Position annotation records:
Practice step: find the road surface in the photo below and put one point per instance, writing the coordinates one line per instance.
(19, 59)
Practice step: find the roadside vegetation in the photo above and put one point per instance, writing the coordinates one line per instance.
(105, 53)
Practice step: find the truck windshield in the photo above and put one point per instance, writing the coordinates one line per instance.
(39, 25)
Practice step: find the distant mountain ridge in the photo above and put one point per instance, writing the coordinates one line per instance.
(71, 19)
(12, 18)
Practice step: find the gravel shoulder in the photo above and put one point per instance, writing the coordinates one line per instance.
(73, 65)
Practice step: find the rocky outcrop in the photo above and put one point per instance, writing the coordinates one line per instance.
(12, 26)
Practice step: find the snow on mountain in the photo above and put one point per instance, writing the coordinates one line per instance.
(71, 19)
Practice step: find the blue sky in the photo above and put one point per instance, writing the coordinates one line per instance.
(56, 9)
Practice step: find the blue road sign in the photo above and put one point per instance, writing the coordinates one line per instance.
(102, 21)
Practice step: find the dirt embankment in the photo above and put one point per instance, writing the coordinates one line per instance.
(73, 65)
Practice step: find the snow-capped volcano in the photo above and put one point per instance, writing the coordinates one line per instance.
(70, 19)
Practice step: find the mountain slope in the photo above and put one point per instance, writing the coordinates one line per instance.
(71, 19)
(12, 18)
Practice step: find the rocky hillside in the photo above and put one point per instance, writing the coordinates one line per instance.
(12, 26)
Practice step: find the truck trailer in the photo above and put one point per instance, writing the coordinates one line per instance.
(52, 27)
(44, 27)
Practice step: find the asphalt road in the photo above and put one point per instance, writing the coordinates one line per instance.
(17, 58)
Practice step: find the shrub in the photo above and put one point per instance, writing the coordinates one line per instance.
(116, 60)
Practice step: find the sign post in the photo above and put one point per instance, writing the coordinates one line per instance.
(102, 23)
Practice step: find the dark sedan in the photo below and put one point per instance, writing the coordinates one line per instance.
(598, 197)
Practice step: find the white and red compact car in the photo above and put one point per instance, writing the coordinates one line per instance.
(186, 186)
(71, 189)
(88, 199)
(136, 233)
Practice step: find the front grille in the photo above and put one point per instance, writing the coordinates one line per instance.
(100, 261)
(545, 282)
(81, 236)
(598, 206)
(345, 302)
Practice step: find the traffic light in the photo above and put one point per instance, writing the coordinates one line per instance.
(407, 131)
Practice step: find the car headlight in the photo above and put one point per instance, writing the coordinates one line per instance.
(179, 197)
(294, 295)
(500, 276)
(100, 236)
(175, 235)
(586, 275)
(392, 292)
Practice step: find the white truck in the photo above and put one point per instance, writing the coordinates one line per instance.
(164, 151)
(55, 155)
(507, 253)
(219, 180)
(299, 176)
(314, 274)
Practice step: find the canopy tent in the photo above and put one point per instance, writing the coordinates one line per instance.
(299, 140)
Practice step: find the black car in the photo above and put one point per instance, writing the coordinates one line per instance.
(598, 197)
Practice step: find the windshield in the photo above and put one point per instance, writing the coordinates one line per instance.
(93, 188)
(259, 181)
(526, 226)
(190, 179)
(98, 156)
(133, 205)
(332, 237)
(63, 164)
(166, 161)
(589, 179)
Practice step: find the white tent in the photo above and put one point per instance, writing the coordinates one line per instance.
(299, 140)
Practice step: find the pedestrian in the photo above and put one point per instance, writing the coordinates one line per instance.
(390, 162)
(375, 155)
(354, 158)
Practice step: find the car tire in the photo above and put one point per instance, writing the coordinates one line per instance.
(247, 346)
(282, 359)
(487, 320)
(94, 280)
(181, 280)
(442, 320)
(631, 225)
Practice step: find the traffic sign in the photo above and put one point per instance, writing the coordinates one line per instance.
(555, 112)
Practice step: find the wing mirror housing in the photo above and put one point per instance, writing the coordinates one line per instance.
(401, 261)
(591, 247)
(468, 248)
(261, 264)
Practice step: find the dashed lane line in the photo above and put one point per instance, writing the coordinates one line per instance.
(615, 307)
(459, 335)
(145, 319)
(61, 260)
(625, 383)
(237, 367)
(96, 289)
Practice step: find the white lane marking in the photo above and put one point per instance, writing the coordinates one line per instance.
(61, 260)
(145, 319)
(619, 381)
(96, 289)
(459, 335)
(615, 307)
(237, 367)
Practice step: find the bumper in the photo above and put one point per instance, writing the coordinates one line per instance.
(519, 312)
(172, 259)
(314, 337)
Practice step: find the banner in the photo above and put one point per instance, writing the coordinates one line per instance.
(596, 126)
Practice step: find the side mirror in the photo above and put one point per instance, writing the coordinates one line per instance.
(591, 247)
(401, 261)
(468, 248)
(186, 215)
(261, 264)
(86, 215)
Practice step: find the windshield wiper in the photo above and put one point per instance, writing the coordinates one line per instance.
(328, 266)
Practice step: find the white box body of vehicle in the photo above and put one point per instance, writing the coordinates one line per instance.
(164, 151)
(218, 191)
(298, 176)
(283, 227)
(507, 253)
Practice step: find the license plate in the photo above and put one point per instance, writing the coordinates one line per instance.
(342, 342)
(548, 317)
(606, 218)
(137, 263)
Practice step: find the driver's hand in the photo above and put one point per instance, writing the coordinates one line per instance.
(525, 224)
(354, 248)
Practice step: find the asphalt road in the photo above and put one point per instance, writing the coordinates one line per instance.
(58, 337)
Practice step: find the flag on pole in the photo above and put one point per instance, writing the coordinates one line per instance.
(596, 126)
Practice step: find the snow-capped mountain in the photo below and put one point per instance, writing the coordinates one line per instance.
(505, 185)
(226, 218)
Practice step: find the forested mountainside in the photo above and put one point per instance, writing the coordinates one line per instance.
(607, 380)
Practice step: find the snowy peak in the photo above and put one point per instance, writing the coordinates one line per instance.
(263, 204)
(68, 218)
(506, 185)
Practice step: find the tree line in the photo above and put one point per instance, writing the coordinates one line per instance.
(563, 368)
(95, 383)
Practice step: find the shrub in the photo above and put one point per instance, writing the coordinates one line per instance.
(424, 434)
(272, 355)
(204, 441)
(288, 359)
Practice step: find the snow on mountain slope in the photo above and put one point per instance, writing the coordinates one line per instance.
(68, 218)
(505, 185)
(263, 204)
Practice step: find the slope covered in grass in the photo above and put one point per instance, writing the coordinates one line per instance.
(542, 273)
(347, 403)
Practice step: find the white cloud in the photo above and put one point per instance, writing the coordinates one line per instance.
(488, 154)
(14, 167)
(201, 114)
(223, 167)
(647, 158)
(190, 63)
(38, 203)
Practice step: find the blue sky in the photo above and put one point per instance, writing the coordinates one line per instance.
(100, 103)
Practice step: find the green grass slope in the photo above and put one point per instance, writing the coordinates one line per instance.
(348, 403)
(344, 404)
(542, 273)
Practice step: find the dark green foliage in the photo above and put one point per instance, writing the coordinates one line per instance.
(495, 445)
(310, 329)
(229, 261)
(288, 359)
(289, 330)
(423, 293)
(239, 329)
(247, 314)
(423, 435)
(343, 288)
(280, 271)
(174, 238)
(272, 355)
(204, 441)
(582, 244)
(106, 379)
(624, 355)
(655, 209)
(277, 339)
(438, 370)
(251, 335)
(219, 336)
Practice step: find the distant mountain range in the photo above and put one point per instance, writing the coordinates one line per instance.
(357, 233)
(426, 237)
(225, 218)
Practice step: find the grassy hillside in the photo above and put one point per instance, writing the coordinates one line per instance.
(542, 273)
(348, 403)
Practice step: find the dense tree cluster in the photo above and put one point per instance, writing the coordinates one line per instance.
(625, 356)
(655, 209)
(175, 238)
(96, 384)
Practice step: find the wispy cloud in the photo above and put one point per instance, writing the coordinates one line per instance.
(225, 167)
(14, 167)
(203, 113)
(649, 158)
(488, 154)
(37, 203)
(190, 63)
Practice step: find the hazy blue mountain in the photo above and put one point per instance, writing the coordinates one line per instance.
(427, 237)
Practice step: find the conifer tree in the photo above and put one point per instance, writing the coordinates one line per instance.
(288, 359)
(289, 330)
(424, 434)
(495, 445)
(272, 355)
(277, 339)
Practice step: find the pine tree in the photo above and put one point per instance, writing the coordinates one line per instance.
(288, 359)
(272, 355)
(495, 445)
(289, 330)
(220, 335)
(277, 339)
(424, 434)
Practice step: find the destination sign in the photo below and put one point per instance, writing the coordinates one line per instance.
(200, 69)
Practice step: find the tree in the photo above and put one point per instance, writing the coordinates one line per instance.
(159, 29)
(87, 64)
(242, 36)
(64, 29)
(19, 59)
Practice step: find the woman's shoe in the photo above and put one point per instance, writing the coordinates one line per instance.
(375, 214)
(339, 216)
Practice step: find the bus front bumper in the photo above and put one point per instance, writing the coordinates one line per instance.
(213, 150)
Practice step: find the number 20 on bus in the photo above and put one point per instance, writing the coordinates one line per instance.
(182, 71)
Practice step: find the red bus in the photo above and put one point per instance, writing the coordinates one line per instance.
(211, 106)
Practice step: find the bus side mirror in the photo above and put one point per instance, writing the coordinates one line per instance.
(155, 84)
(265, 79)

#### What the task requires:
Set out exactly the run of lines that begins at the line holding "Practice step: find the conifer" and ends at the last line of the data.

#### Solution to this problem:
Practice step: find the conifer tree in the photo above and put one point per instance, writing the coordinates one line per instance.
(288, 359)
(289, 330)
(424, 434)
(495, 445)
(272, 355)
(277, 339)
Practice step: find the pine tree in the photo above and put one point per instance, writing the coordinates one line per instance.
(288, 359)
(272, 355)
(495, 445)
(289, 330)
(220, 335)
(277, 339)
(424, 434)
Practice step: find the destination sign in the photo below and put one point per instance, writing the coordinates one line per instance.
(200, 69)
Practice step: find the tree in the photo above and put one point per instance, writing the coordinates one line per instance.
(159, 29)
(87, 64)
(242, 36)
(64, 29)
(19, 59)
Practice step: find the woman's shoe in the photo above and put one point per instance, writing the coordinates one line per instance.
(375, 214)
(339, 216)
Practice step: find the bus front bumper in the photo above and put one point per instance, writing the coordinates one line per instance.
(213, 150)
Practice step: find the number 20 on bus in the photo above and put one point per instance, writing the coordinates one line per instance.
(182, 71)
Practice step: find the red bus in the photo above and put one point per instance, writing the coordinates one line per instance.
(211, 106)
Practice step: find the bus side mirror in the photo above and put one point per instance, writing the coordinates one line per instance.
(155, 84)
(265, 79)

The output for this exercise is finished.